WHAT YOU ARE ASKED TO DO: Print the entries in full, word for word, but not the pictures.

RECORDS SUPPLIED:
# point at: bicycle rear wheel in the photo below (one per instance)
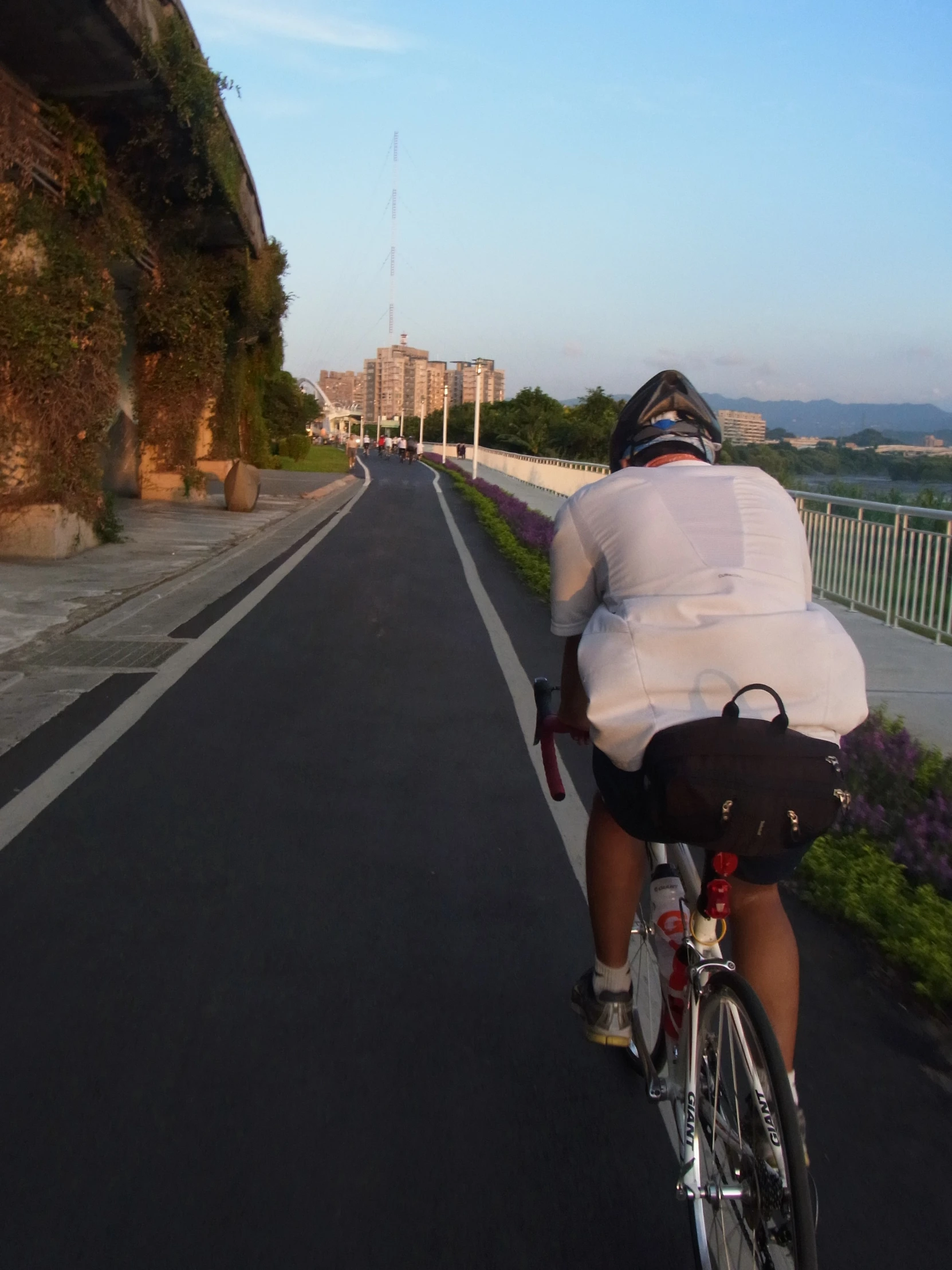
(754, 1210)
(647, 992)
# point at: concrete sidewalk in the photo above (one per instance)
(540, 499)
(906, 673)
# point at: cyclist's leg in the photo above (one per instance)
(615, 873)
(766, 955)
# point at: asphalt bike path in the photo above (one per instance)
(871, 1072)
(286, 971)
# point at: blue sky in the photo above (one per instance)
(758, 192)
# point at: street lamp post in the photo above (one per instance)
(477, 424)
(446, 412)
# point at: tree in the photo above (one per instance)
(588, 427)
(526, 424)
(287, 410)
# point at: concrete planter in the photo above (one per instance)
(242, 487)
(45, 531)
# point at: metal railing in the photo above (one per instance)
(891, 562)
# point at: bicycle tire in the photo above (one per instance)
(772, 1227)
(647, 994)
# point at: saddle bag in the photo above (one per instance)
(742, 785)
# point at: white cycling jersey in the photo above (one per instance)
(687, 582)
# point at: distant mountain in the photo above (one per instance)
(828, 418)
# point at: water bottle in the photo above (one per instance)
(668, 921)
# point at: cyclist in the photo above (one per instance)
(674, 583)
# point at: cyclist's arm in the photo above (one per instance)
(573, 700)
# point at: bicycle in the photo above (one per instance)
(742, 1163)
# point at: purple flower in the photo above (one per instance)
(532, 528)
(896, 799)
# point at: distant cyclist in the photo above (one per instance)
(674, 583)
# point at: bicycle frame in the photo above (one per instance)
(701, 940)
(680, 1089)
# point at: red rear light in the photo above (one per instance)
(724, 864)
(718, 900)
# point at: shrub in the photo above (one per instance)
(902, 797)
(530, 562)
(296, 448)
(851, 877)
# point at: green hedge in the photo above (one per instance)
(843, 875)
(530, 565)
(853, 878)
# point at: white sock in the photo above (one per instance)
(611, 978)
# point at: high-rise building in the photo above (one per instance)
(344, 389)
(462, 383)
(403, 380)
(743, 427)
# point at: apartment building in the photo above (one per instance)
(403, 380)
(462, 383)
(344, 389)
(743, 427)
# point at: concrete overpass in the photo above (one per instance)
(89, 55)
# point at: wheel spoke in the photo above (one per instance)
(754, 1232)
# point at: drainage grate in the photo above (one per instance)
(113, 654)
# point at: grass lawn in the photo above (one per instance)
(321, 459)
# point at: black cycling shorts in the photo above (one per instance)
(625, 801)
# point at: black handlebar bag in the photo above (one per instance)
(749, 786)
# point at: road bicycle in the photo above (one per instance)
(703, 1045)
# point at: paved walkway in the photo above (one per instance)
(272, 996)
(541, 499)
(66, 626)
(908, 675)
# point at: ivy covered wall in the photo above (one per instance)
(75, 209)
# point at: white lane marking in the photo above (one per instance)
(571, 816)
(27, 806)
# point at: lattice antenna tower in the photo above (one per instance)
(392, 233)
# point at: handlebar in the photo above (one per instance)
(548, 724)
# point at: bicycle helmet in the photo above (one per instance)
(666, 416)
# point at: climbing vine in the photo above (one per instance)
(207, 324)
(60, 342)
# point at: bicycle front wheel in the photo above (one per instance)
(753, 1210)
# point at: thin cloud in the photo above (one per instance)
(302, 28)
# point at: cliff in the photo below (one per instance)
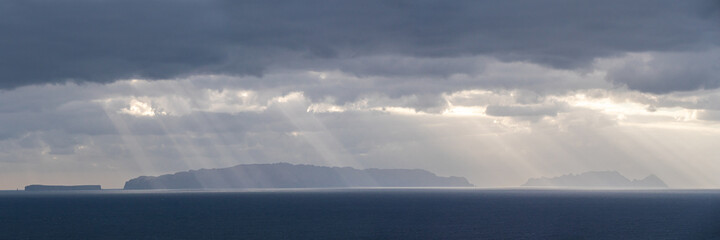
(61, 188)
(599, 179)
(285, 175)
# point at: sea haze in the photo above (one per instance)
(398, 213)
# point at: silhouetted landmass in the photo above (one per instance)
(61, 188)
(285, 175)
(599, 179)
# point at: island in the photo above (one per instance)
(37, 187)
(285, 175)
(596, 179)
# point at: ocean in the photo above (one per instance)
(362, 214)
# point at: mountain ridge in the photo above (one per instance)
(596, 179)
(286, 175)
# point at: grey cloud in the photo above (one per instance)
(669, 72)
(524, 110)
(101, 41)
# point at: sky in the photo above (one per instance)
(98, 92)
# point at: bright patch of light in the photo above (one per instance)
(464, 111)
(138, 108)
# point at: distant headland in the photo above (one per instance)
(596, 179)
(37, 187)
(285, 175)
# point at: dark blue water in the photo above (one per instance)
(362, 214)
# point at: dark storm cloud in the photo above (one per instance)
(101, 41)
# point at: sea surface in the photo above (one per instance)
(362, 214)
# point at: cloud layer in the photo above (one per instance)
(103, 41)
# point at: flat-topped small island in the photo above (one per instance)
(37, 187)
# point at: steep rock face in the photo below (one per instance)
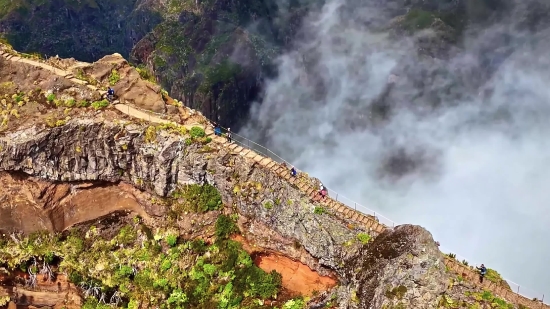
(85, 29)
(402, 268)
(84, 150)
(208, 61)
(129, 87)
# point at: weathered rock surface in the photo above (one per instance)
(85, 150)
(403, 266)
(129, 88)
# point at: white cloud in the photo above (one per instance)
(477, 167)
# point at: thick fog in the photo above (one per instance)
(459, 145)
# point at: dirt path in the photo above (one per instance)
(340, 209)
(297, 277)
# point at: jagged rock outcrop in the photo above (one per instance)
(129, 86)
(87, 150)
(402, 268)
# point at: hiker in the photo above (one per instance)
(322, 190)
(110, 94)
(482, 272)
(228, 135)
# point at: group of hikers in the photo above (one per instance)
(218, 132)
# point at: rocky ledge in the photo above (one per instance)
(157, 160)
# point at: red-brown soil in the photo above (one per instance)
(298, 278)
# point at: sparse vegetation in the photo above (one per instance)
(141, 273)
(363, 238)
(114, 77)
(100, 104)
(319, 210)
(196, 198)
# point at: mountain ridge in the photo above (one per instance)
(305, 185)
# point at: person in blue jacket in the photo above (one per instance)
(110, 93)
(293, 172)
(482, 272)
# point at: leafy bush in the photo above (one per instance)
(225, 227)
(114, 77)
(50, 98)
(197, 132)
(171, 240)
(319, 210)
(363, 238)
(296, 303)
(197, 198)
(100, 104)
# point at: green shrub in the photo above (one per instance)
(100, 104)
(83, 103)
(296, 303)
(225, 227)
(363, 238)
(197, 132)
(70, 103)
(197, 198)
(171, 240)
(319, 210)
(50, 98)
(114, 77)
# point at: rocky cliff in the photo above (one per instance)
(169, 215)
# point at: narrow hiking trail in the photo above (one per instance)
(339, 209)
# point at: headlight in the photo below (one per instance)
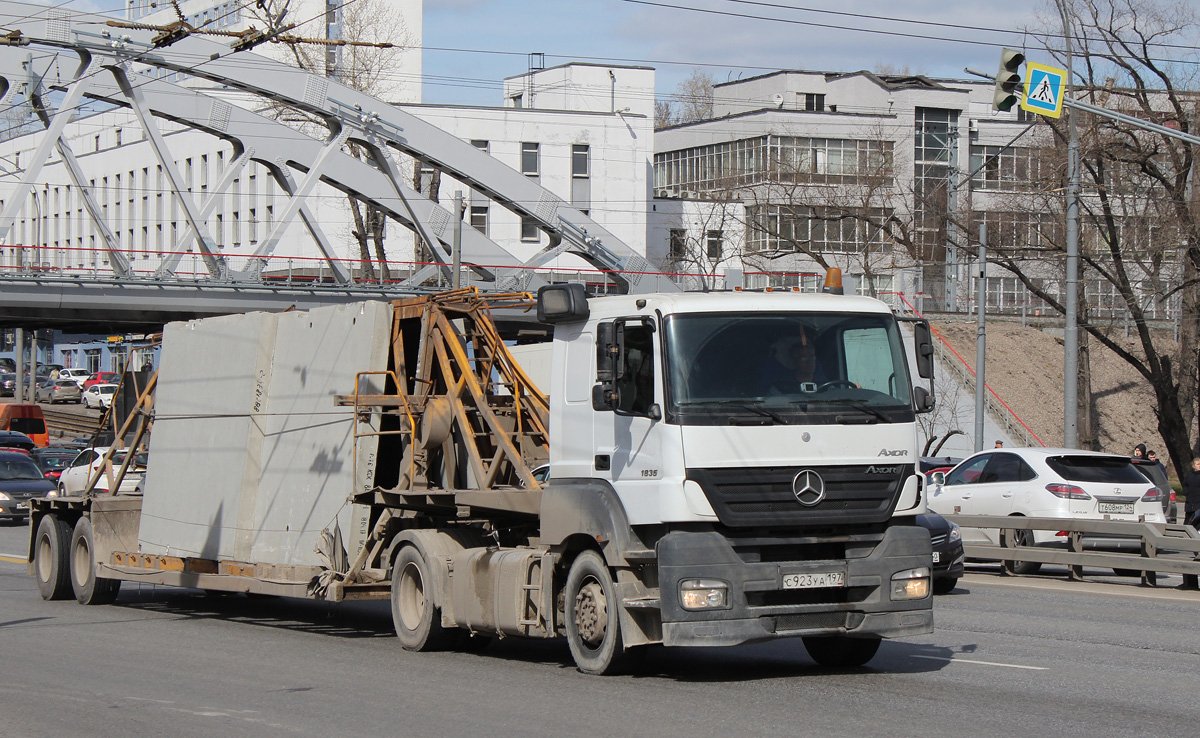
(703, 594)
(911, 583)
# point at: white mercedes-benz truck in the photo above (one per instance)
(707, 469)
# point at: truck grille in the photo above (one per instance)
(763, 496)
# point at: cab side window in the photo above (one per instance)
(635, 385)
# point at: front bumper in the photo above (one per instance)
(760, 609)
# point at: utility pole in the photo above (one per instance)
(981, 337)
(1071, 328)
(456, 241)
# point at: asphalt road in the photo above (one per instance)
(1014, 657)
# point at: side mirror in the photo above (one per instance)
(923, 343)
(923, 401)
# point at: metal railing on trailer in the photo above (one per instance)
(1163, 549)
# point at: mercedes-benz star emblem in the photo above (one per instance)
(809, 487)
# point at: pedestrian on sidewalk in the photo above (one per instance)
(1192, 492)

EXERCISE OUTPUT:
# point at: bicycle rear wheel in the photo below (one per instance)
(754, 1210)
(647, 992)
# point at: concrete sidewalk in the photo above (one per instance)
(540, 499)
(906, 673)
# point at: cyclist's leg in the photo above (one per instance)
(615, 873)
(766, 955)
# point at: asphalt bike path in the photo above (one per instance)
(871, 1072)
(286, 971)
# point at: blue sky in the photo above (one per instance)
(758, 192)
# point at: street lamp post in the photo above (one per instance)
(477, 424)
(446, 412)
# point at: tree in the photo above (one per instance)
(588, 427)
(526, 424)
(287, 410)
# point at: concrete planter in the photo above (one per instance)
(242, 487)
(45, 531)
# point at: metal railing in the photo above (one per instance)
(891, 562)
# point at: bicycle tire in the photo above (one per instance)
(772, 1227)
(647, 994)
# point at: saddle bag in the photo above (one per instance)
(742, 785)
# point at: white cycling jersey in the photo above (one per instance)
(687, 582)
# point at: distant mountain in the photo above (one per instance)
(828, 418)
# point at: water bottle in the photo above (one per instance)
(668, 921)
# point at: cyclist in the photo above (one per instance)
(674, 583)
# point at: cyclist's arm in the photo above (one per instance)
(573, 700)
# point at: bicycle in the photo above (one per instance)
(742, 1163)
# point at: purple flower in the photo above (one per instance)
(532, 528)
(896, 799)
# point at: distant cyclist in the photo above (one per instance)
(674, 583)
# point at: bicycle frame in the photo above (one per instance)
(701, 940)
(680, 1089)
# point at: red rear light in the photo above (one per instance)
(724, 864)
(718, 900)
# point at: shrub in the photo above (one per instance)
(902, 797)
(530, 562)
(296, 448)
(851, 877)
# point at: green hedge in the photo above (one per instance)
(843, 875)
(530, 565)
(853, 878)
# point at: white sock in the photo above (one per instance)
(611, 978)
# point at: high-rise building in the photo above (one per instance)
(344, 389)
(462, 383)
(403, 380)
(743, 427)
# point at: apartment building in the photo above (one per instance)
(403, 380)
(462, 383)
(344, 389)
(743, 427)
# point at: concrete overpass in the photo above (one per instance)
(89, 55)
# point at: wheel spoke in the photo above (one per instance)
(754, 1232)
# point at: drainage grate in the photo above (one per instance)
(113, 654)
# point at: grass lawn in the photo above (one per instance)
(321, 459)
# point at: black cycling shorts in the photo above (one per instance)
(625, 801)
# point at: black handlebar bag in the photo above (one per instance)
(749, 786)
# point at: road bicycle in the photo above (one per instance)
(703, 1045)
# point at: paved walkway in the photo above (one per instance)
(272, 996)
(541, 499)
(66, 626)
(908, 675)
# point at: ivy covered wall in the photo above (one per instance)
(75, 209)
# point at: white lane marking in the photo above (one per instance)
(571, 816)
(27, 806)
# point at: lattice antenna tower in the photo above (one per instance)
(392, 233)
# point at: handlebar in the photo above (one per instance)
(548, 724)
# point at: bicycle helmet in the photo above (one per instance)
(666, 416)
# point at: climbing vine in the photo above (one per instance)
(207, 324)
(60, 342)
# point at: bicycle front wheel in the photo above (one per instance)
(753, 1210)
# point at: thin cloud in the photo above (one per instance)
(302, 28)
# point at: cliff in the photo below (one per instance)
(61, 188)
(599, 179)
(285, 175)
# point at: sea haze in the photo above (one per instance)
(398, 213)
# point at: silhouetted landmass in the photo above (one per instance)
(61, 188)
(285, 175)
(599, 179)
# point at: island in the photo above (one per instance)
(37, 187)
(285, 175)
(596, 179)
# point at: ocean in the photo above (one per instance)
(362, 214)
# point at: mountain ridge in the photo above (one per instance)
(596, 179)
(286, 175)
# point at: grey cloud in the photo above (one per instance)
(669, 72)
(524, 110)
(101, 41)
# point at: sky in the photo above (one per instance)
(98, 92)
# point at: bright patch of light in the photo above (one per instance)
(464, 111)
(138, 108)
# point at: distant headland in the photo above (one per instance)
(596, 179)
(37, 187)
(285, 175)
# point at: dark blue water in the photo above (one per instance)
(362, 214)
# point at: dark storm cloud in the photo above (one per instance)
(101, 41)
# point at: sea surface in the photo above (one per instance)
(362, 214)
# point at: cloud layer in the photo above (one per instance)
(103, 41)
# point at: flat-topped small island in the photo above (one per instance)
(37, 187)
# point at: steep rock face in the photo below (one per instance)
(85, 29)
(402, 268)
(84, 150)
(208, 61)
(129, 87)
# point at: weathered rock surface in the photo above (one per instance)
(85, 150)
(403, 266)
(129, 88)
# point at: white cloud in the photo above (one per instance)
(477, 167)
# point at: thick fog in the photo above (one per instance)
(459, 145)
# point at: dirt path in the photo above (one per instance)
(340, 209)
(297, 277)
# point at: jagged rock outcrop in the photo above (one per instance)
(129, 86)
(87, 150)
(402, 268)
# point at: hiker in the photo above (one per instance)
(322, 190)
(110, 94)
(482, 272)
(228, 135)
# point at: group of hikers in the photo above (one per instance)
(218, 132)
# point at: rocky ledge in the photo above (one per instance)
(157, 160)
# point at: red-brown soil in the photo above (one per instance)
(298, 278)
# point at: sparse vegetation in the photo above (one per instance)
(141, 273)
(363, 238)
(114, 77)
(100, 104)
(319, 210)
(196, 198)
# point at: mountain ridge in the photo above (one per instance)
(305, 185)
# point at: person in blue jacket in the photo above (one per instance)
(110, 93)
(293, 172)
(482, 272)
# point at: leafy bush in the photo above (one per instance)
(225, 227)
(114, 77)
(50, 98)
(197, 132)
(171, 240)
(319, 210)
(363, 238)
(296, 303)
(197, 198)
(100, 104)
# point at: green shrub in the photo above (one per instance)
(100, 104)
(83, 103)
(296, 303)
(225, 227)
(363, 238)
(197, 132)
(70, 103)
(197, 198)
(171, 240)
(319, 210)
(50, 98)
(114, 77)
# point at: rocky cliff in the photo above (one per instance)
(169, 215)
# point at: narrow hiking trail in the photo above (one per instance)
(339, 209)
# point at: headlight in the photo below (one per instance)
(703, 594)
(911, 583)
# point at: white mercedes-benz truck in the photo above (one per instance)
(707, 469)
# point at: truck grille in the photo above (one per instance)
(763, 496)
# point at: cab side window in the photo above (one per instance)
(635, 385)
# point at: front bumper in the photo above (one per instance)
(760, 609)
# point at: utility pole in the photo above (one per instance)
(981, 337)
(1071, 328)
(456, 241)
# point at: asphalt road in the photo above (one per instance)
(1014, 657)
# point at: side mirror in the photo above (one per instance)
(923, 343)
(923, 401)
# point at: metal railing on trailer in the photo above (one per instance)
(1163, 549)
# point at: mercedes-benz star emblem in the photo above (one per instance)
(809, 487)
# point at: pedestrian on sidewalk in the photo above (one per instance)
(1192, 492)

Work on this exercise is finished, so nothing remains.